Data entries:
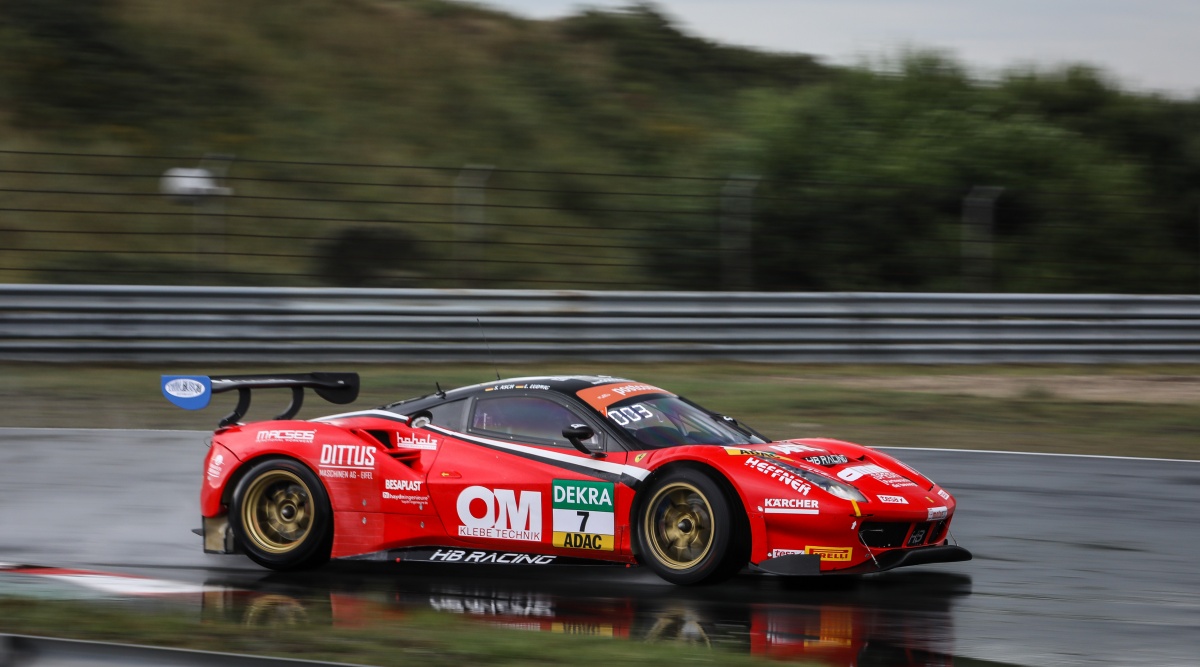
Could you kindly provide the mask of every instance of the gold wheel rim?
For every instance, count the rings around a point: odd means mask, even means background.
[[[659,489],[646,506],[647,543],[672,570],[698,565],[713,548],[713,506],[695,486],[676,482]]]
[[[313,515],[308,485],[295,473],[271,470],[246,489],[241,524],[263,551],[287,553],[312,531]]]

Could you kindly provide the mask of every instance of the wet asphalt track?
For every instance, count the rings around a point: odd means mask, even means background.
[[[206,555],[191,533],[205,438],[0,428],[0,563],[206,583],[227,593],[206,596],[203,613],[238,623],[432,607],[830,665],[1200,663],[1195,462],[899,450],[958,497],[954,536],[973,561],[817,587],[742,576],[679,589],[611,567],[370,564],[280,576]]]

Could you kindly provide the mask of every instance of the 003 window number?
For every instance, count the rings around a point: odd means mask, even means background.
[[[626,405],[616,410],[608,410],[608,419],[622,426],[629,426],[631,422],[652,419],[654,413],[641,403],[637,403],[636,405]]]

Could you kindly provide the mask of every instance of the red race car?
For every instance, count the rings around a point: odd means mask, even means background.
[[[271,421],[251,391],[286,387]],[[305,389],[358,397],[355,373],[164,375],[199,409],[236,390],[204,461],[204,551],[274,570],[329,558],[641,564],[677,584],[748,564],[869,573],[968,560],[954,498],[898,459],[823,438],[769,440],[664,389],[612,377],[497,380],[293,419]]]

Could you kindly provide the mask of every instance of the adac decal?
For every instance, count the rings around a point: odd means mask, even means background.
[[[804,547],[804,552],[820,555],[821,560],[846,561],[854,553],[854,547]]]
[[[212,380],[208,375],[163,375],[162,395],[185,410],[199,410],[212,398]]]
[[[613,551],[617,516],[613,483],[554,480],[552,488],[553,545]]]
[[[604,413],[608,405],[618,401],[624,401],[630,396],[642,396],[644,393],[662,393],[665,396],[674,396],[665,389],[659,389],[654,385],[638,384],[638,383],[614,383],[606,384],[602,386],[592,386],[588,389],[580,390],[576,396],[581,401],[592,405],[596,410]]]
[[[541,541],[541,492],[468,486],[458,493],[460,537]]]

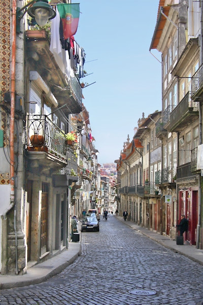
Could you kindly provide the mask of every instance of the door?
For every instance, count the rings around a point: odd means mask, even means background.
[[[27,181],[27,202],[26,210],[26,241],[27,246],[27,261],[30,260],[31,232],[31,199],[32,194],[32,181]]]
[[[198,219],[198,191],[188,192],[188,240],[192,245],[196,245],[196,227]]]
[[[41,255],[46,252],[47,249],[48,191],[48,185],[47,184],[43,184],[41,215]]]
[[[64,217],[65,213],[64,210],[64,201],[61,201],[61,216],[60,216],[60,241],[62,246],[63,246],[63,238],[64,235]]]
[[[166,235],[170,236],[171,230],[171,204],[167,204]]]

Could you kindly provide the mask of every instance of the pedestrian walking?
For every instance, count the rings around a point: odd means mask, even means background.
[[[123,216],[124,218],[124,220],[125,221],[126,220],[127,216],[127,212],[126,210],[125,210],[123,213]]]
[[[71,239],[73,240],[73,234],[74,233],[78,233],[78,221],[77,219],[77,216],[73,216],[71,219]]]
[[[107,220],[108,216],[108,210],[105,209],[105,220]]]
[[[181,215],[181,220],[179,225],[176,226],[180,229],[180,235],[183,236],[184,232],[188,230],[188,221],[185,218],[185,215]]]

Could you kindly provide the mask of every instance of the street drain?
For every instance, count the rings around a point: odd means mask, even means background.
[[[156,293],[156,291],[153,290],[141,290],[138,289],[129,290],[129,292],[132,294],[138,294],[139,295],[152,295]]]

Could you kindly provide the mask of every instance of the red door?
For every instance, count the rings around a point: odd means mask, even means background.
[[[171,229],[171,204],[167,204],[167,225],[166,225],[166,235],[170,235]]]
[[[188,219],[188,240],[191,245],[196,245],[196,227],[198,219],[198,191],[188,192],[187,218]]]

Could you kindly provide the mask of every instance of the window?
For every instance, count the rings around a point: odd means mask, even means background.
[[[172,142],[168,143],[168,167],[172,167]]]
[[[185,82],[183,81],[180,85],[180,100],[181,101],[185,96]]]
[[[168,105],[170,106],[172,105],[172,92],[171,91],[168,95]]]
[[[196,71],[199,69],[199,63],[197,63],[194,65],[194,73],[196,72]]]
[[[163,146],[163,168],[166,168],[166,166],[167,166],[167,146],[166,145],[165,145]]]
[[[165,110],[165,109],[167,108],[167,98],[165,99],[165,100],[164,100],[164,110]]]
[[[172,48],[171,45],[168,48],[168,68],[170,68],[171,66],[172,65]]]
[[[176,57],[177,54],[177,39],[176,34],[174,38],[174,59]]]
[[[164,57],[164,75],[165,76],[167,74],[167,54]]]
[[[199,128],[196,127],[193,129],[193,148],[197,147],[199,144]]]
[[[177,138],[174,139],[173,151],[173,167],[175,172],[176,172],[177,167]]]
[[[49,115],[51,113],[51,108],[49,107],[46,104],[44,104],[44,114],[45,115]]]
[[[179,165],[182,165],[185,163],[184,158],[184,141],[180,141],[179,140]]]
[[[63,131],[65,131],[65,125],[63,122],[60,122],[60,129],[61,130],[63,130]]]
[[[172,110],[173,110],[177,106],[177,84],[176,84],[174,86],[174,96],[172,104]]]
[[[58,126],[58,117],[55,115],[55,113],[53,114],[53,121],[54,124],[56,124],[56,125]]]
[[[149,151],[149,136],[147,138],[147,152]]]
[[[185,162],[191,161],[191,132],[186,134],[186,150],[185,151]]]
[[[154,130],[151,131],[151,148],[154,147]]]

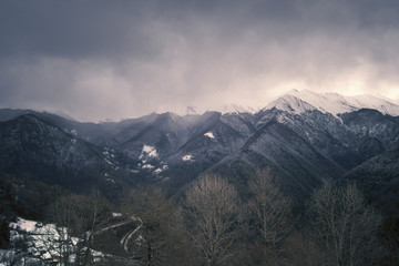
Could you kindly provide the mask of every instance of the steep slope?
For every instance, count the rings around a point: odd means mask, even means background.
--
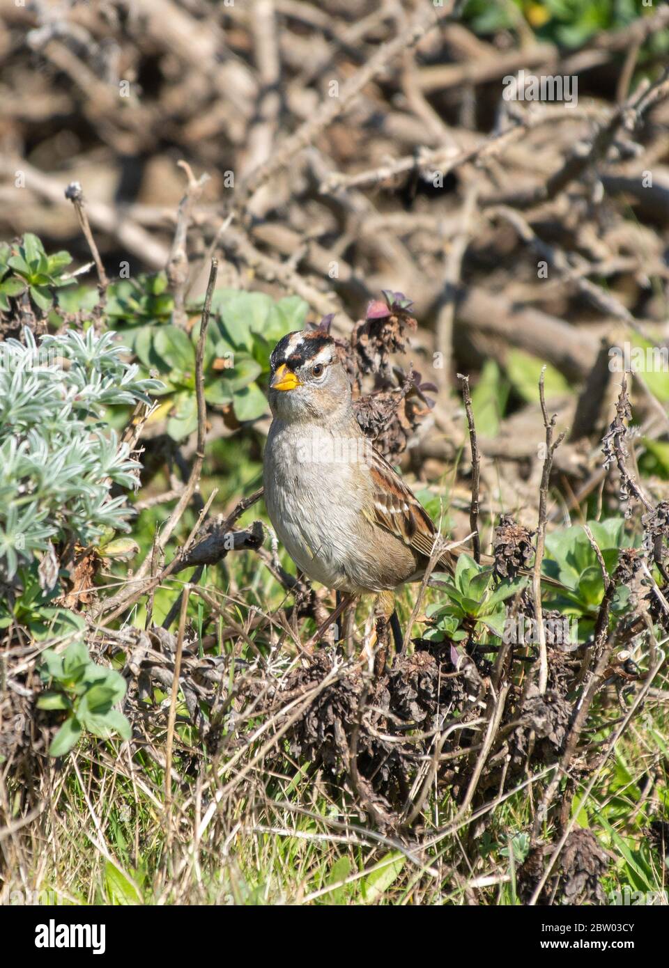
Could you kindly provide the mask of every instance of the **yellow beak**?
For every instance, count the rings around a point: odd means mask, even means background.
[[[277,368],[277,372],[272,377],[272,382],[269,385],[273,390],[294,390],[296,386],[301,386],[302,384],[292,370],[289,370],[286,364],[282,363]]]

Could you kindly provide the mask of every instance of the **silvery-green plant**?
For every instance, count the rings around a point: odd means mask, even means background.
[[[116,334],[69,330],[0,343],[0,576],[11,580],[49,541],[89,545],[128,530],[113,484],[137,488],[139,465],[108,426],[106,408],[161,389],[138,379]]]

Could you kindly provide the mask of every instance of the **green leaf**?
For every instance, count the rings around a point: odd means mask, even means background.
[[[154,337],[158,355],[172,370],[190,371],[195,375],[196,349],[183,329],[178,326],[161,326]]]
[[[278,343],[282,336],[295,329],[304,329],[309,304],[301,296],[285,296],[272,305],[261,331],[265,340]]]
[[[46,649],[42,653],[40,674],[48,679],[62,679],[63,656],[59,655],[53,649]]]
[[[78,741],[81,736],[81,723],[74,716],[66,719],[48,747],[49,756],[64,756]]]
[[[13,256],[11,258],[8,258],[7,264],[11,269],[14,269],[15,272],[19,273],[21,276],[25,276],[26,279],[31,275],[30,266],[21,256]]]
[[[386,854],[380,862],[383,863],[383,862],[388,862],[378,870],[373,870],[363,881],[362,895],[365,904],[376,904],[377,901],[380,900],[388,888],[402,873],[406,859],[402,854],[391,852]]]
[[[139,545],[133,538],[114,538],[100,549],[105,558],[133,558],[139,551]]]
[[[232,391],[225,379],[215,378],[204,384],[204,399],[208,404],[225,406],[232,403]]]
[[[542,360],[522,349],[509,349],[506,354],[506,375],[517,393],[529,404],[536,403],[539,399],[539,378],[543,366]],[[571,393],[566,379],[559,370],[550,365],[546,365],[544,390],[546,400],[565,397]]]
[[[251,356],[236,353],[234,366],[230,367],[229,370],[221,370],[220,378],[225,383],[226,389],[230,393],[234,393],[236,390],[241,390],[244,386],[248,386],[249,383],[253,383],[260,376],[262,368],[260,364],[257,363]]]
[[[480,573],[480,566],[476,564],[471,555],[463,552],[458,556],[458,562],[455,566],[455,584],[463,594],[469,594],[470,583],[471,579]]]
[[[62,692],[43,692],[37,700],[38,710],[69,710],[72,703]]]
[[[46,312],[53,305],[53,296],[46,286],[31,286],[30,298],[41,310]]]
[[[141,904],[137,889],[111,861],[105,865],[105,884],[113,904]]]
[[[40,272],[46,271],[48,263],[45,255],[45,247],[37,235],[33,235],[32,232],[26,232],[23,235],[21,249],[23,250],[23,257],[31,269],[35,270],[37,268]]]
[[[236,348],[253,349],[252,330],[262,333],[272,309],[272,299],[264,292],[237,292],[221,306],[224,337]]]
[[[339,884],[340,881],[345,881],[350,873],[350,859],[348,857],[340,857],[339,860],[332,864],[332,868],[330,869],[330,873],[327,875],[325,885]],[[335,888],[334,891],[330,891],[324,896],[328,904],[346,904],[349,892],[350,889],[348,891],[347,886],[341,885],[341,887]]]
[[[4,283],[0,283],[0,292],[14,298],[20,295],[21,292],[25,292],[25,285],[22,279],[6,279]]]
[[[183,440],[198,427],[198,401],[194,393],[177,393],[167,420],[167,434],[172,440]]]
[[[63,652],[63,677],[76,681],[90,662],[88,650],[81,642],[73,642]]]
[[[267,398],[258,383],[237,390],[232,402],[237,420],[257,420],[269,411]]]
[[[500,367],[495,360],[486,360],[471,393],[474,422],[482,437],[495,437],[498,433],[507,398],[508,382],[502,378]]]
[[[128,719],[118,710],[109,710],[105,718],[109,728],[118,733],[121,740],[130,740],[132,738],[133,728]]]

- [SHORT TASK] Report every line of the listing above that contains the string "green".

- [FINISHED EXERCISE]
Could you kindly provide the mask of every instance of the **silvery-green plant**?
Could you kindly provide the mask of every instance of the **green leaf**?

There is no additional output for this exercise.